| RAW RECORDS |
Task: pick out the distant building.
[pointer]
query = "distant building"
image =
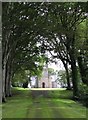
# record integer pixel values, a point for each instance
(45, 81)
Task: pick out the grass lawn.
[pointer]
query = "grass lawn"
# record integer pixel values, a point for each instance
(56, 105)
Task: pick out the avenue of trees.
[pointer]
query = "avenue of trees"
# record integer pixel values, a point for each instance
(29, 30)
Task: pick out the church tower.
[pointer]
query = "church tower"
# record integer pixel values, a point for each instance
(44, 81)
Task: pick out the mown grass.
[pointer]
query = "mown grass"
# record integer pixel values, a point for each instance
(58, 104)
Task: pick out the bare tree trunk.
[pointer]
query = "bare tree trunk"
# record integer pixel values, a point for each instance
(74, 77)
(3, 84)
(67, 76)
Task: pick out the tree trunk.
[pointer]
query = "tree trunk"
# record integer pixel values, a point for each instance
(82, 71)
(67, 76)
(74, 77)
(3, 85)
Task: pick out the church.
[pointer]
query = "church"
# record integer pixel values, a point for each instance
(45, 81)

| TASK DIRECTIONS |
Strip the images and reproduce the remaining records precisely.

| FULL SOLUTION |
Task: pick out the distant building.
[pointer]
query = "distant building"
image =
# record integer pixel values, a point for each instance
(45, 81)
Task: pick out the grass lawn.
[pointer]
query = "grass lawn"
# record integer pixel values, a point for each instance
(56, 105)
Task: pick out the avenue of trees.
[pointer]
query = "avenue of trees"
# record integer pixel values, a point for each instance
(29, 30)
Task: pick out the church tower.
[pointer]
query = "church tower"
# record integer pixel values, a point for each instance
(44, 81)
Task: pick out the mown grass.
[pointer]
query = "mown grass"
# record integer pixel values, a point for each instance
(58, 104)
Task: pick out the bare tree trunk.
[pointer]
query = "bare tree trunk"
# record integer pixel values, a point for each instance
(74, 77)
(3, 84)
(67, 76)
Task: pick out the tree trunk.
[pointer]
query = "tree trunk"
# record integer pixel values, a point for each instance
(82, 71)
(67, 76)
(74, 77)
(3, 85)
Task: pick out the church.
[pointer]
query = "church"
# record integer pixel values, a point for each instance
(45, 81)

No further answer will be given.